• Task description
Each record should be written out exactly as it stands.

[Saved data entries]
----------

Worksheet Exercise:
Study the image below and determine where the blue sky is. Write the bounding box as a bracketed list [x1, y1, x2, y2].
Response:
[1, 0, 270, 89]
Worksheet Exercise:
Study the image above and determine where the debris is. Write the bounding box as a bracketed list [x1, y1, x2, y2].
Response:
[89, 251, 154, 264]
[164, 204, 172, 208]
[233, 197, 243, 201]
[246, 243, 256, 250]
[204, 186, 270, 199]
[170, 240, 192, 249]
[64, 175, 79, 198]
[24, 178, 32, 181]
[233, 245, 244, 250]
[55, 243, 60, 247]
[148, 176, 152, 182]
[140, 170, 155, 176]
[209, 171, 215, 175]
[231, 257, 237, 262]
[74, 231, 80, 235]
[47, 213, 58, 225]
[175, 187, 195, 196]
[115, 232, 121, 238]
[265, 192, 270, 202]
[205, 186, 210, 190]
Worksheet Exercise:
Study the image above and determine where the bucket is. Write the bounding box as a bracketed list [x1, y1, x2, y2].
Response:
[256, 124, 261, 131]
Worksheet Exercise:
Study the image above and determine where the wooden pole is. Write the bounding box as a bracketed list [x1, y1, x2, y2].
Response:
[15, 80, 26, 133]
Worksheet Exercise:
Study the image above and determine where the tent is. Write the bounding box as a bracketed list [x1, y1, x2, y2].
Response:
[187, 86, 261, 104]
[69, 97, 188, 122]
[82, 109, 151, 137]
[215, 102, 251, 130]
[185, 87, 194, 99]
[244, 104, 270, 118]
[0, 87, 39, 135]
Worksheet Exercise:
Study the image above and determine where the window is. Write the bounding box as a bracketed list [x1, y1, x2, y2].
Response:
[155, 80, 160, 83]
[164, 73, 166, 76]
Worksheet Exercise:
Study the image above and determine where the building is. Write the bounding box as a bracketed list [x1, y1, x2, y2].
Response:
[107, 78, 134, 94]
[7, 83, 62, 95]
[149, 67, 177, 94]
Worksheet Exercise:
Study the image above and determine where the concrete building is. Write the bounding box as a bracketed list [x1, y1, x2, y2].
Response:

----------

• Answer to this task
Worksheet Exercise:
Study the image below and determine where the blue sky is. Write the bounding box as a bracketed list [x1, y1, x2, y2].
Response:
[1, 0, 270, 89]
Worksheet Exercise:
Study the image above and determine where the debris is. Write the bounding box as a bracketed list [x1, y1, x2, y2].
Response:
[89, 251, 154, 264]
[164, 204, 172, 208]
[233, 197, 243, 201]
[246, 243, 256, 250]
[204, 186, 270, 199]
[170, 240, 192, 249]
[64, 175, 79, 198]
[24, 178, 32, 181]
[233, 245, 244, 250]
[55, 243, 60, 247]
[148, 176, 152, 182]
[140, 170, 155, 176]
[209, 171, 215, 175]
[231, 257, 237, 262]
[74, 231, 80, 235]
[47, 213, 58, 225]
[175, 187, 195, 196]
[115, 232, 121, 238]
[265, 192, 270, 202]
[205, 186, 210, 190]
Worksheet Exercise:
Study the image above and determine where the bucket is. Write the bounding box as a bracketed list [x1, y1, x2, y2].
Response:
[256, 124, 261, 131]
Worksheet Exercise:
Study the image above and determine where the wooden pole is. Write the bounding box as a bracketed list [x1, y1, x2, y2].
Response:
[15, 80, 26, 133]
Worksheet Exercise:
Study the image above and determine where the tent is. Write the bounding box as a bracketed list [x1, y1, x2, y2].
Response:
[187, 86, 261, 104]
[69, 97, 188, 122]
[82, 109, 151, 137]
[215, 102, 251, 130]
[185, 87, 194, 99]
[244, 104, 270, 118]
[0, 87, 39, 135]
Worksheet Exercise:
Study the image above and determine where the window is. Write the bounding box as a bracketed list [x1, y1, x2, y2].
Response:
[155, 80, 160, 83]
[164, 73, 166, 76]
Worksheet Exercise:
Study the image above and determine where the building is. Write the bounding box as a bracketed list [x1, y1, x2, y2].
Response:
[107, 78, 134, 94]
[7, 83, 62, 95]
[149, 67, 177, 94]
Worksheet Exercise:
Study the image above and determine where the concrete building is. Write the bounding box as a bracketed list [x1, y1, x2, y2].
Response:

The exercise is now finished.